▶ **Selected text**:

+---+

Why we’re running our Future Dictionary challenge

Can you create a word for the future in time for COP26?

As a nature-first school, we’ve made a commitment to the planet. In real terms, that means putting nature at the heart of things we do, whether that be as part of our Climate Course or weaving information into our tutorials. We also know, there’s always more that can be done.


The United Nations Climate Change Conference kicks off in Glasgow, on Monday 1 November 2021. Running until Friday 12 November, the conference, also known as COP26, brings together heads of state, climate experts and campaigners to agree on coordinated action to tackle climate change. Naturally, we were eager to take part…COP26 is like Christmas to AimHi!


Instead of just making another commitment or boosting our messaging around the climate crisis, we wanted to get all you HiSchoolers (our brilliant AimHi community) involved. After all, it’s crucial that we work together to help the planet. There are some incredible ideas out there and we are more than ready to discover them. Go teamwork!


So, we’ve set up The Future Dictionary Challenge. We’re asking you to think of a word for the future. It needs to climate or nature-focused. Here’s why:


Language is constantly evolving. Our world is changing, too. We are seeing the consequences of a warming climate in extreme weather events, from melting glaciers to wildfires and desertification.


In recent years, phrases such as "global warming", "greenhouse gases" and "ozone layer" have all come into common usage, along with words such as the "Anthropocene", "upcycling", "greenwashing" and "ecocide" that were not necessary concepts before now.

+---+

▶ **Coordinate annotation entries**:
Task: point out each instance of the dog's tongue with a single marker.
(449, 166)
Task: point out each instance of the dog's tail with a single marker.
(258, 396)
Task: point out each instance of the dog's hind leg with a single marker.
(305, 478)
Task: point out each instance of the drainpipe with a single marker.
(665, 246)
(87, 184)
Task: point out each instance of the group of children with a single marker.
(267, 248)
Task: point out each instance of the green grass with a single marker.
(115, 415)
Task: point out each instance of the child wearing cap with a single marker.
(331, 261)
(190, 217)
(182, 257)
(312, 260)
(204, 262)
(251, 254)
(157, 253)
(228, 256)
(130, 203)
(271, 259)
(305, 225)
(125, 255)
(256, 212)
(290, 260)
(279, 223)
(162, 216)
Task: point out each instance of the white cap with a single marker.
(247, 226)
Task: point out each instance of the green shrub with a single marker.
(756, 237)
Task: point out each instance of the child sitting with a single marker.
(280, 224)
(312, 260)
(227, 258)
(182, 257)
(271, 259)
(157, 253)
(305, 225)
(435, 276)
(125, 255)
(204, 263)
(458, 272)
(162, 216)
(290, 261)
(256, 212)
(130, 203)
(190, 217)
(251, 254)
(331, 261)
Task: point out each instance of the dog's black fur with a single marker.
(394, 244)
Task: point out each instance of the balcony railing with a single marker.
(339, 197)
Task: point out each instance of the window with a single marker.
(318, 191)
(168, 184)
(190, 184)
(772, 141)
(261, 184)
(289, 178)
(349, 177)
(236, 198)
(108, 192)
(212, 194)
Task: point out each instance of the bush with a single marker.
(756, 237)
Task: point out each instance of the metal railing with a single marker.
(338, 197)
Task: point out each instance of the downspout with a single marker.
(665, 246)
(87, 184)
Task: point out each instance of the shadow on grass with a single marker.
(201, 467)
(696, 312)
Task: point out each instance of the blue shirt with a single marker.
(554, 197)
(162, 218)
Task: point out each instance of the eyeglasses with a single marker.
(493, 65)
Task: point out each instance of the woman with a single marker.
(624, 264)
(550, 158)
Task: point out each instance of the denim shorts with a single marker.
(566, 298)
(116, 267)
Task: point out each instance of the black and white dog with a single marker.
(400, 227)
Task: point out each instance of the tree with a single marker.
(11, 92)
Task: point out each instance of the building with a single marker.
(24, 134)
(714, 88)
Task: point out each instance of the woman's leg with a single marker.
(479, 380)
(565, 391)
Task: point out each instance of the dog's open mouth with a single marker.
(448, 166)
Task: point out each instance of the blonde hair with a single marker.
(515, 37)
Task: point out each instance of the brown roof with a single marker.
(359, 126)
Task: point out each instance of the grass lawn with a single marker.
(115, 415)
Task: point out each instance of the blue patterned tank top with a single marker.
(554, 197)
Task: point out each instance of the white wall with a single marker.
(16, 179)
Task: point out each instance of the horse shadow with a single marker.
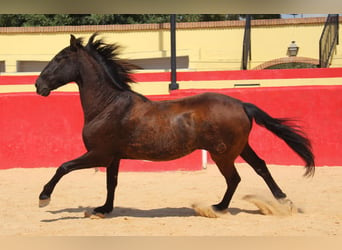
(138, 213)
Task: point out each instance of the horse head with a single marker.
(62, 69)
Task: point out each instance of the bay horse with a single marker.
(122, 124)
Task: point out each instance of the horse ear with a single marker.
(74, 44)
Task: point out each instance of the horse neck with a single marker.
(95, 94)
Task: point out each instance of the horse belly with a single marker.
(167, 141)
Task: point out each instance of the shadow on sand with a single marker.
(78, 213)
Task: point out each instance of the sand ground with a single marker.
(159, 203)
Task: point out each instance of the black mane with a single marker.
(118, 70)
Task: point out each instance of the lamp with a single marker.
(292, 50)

+---+

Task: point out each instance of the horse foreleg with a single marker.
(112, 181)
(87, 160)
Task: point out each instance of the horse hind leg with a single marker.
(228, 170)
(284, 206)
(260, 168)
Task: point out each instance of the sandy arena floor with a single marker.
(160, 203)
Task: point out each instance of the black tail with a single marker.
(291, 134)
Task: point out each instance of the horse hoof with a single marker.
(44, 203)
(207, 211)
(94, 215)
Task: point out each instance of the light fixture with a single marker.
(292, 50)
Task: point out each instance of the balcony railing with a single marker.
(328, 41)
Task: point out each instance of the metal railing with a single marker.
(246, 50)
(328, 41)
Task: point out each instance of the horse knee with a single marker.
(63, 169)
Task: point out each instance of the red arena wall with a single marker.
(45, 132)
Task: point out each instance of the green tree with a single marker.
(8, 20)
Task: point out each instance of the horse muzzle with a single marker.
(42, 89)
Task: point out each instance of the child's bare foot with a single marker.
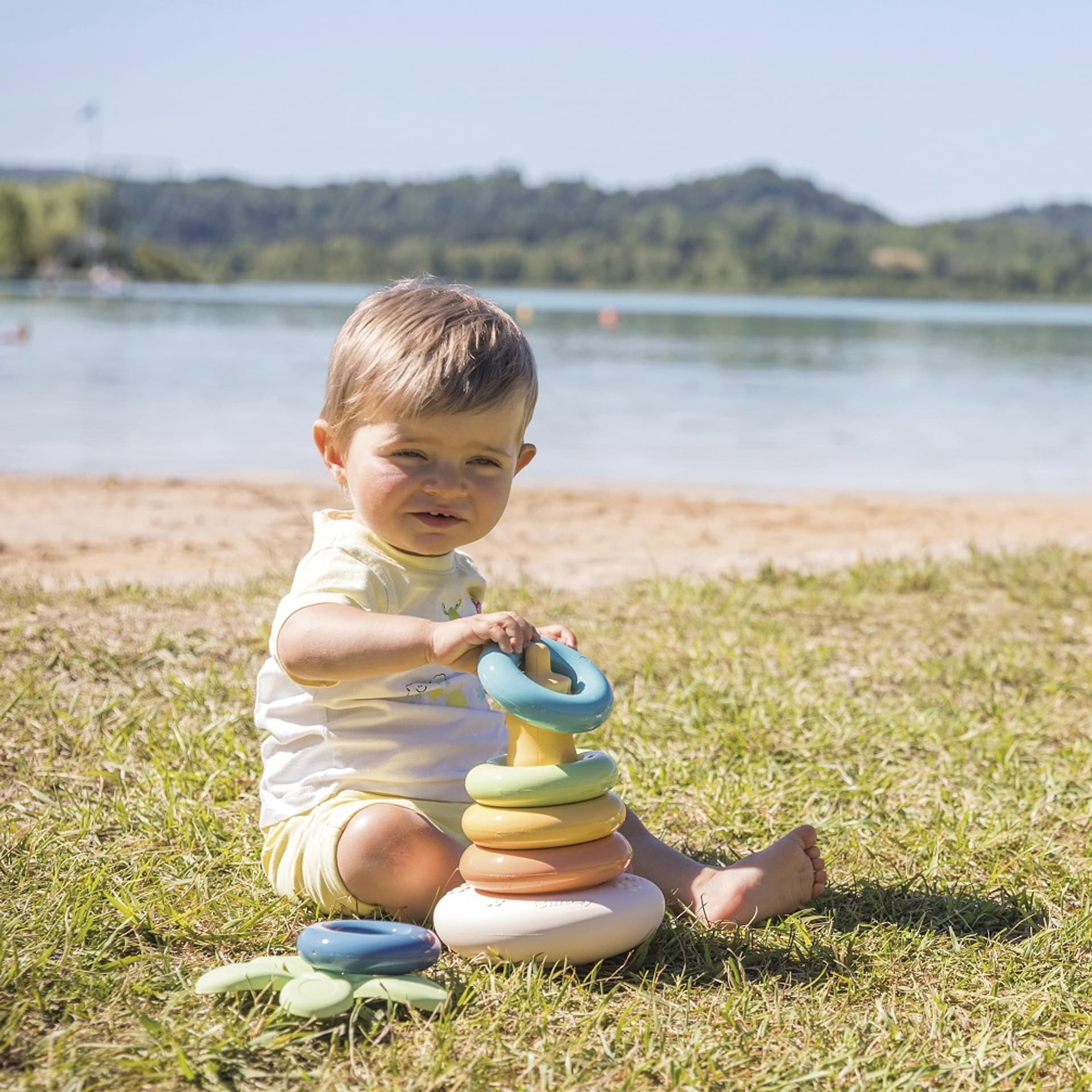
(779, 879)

+---+

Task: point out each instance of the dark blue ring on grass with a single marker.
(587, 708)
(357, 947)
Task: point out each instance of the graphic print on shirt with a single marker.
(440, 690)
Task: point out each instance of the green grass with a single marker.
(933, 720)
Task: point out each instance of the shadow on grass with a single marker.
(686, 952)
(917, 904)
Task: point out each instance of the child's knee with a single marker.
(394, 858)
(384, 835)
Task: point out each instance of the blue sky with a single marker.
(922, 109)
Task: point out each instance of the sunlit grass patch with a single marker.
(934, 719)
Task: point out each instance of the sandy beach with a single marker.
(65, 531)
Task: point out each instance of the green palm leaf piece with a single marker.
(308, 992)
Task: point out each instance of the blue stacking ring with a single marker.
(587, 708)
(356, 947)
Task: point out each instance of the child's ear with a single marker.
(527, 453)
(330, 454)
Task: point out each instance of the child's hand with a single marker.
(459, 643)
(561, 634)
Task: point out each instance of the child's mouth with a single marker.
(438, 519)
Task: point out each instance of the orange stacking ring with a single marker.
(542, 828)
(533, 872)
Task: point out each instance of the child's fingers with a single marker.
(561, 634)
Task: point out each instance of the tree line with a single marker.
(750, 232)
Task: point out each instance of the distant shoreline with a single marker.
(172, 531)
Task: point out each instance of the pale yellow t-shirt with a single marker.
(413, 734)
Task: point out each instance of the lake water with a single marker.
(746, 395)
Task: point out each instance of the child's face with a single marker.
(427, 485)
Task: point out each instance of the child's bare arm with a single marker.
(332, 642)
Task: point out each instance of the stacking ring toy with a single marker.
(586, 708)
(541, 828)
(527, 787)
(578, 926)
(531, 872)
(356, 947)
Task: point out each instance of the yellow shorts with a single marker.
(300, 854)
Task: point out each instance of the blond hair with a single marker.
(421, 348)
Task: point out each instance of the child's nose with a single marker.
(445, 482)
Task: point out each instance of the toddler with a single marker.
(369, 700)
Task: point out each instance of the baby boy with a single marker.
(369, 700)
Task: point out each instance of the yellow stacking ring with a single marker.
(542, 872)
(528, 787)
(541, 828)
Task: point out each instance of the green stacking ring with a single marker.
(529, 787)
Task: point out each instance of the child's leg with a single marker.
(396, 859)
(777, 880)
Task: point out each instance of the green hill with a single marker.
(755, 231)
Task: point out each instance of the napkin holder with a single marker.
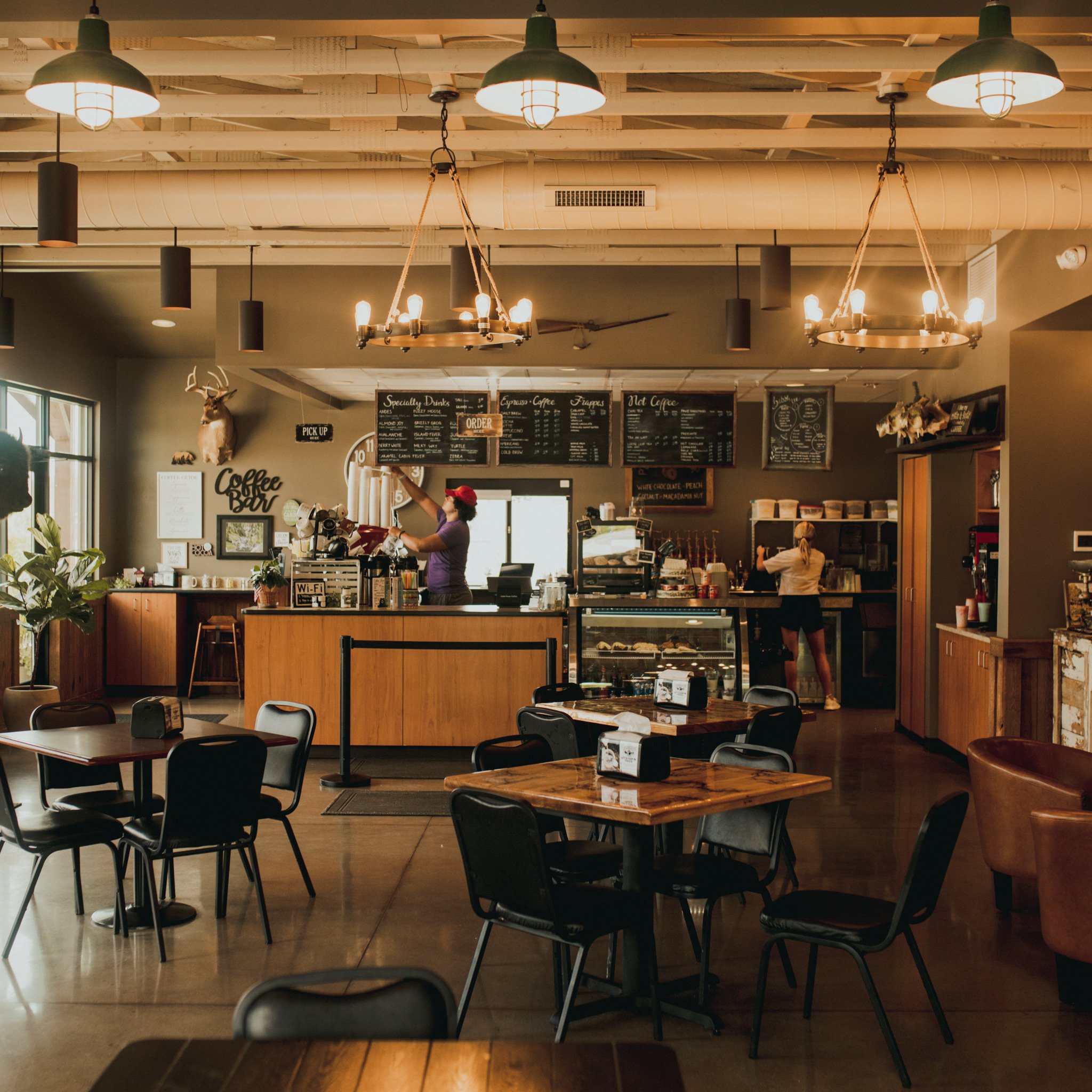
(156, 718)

+---+

▶ **The problem**: Rewrite the Future Dictionary challenge text between "So, we’ve set" and "concepts before now.", inclusive, replacing "glaciers" with "ice sheets".

▶ **Response for this exercise**:
So, we’ve set up The Future Dictionary Challenge. We’re asking you to think of a word for the future. It needs to climate or nature-focused. Here’s why:


Language is constantly evolving. Our world is changing, too. We are seeing the consequences of a warming climate in extreme weather events, from melting ice sheets to wildfires and desertification.


In recent years, phrases such as "global warming", "greenhouse gases" and "ozone layer" have all come into common usage, along with words such as the "Anthropocene", "upcycling", "greenwashing" and "ecocide" that were not necessary concepts before now.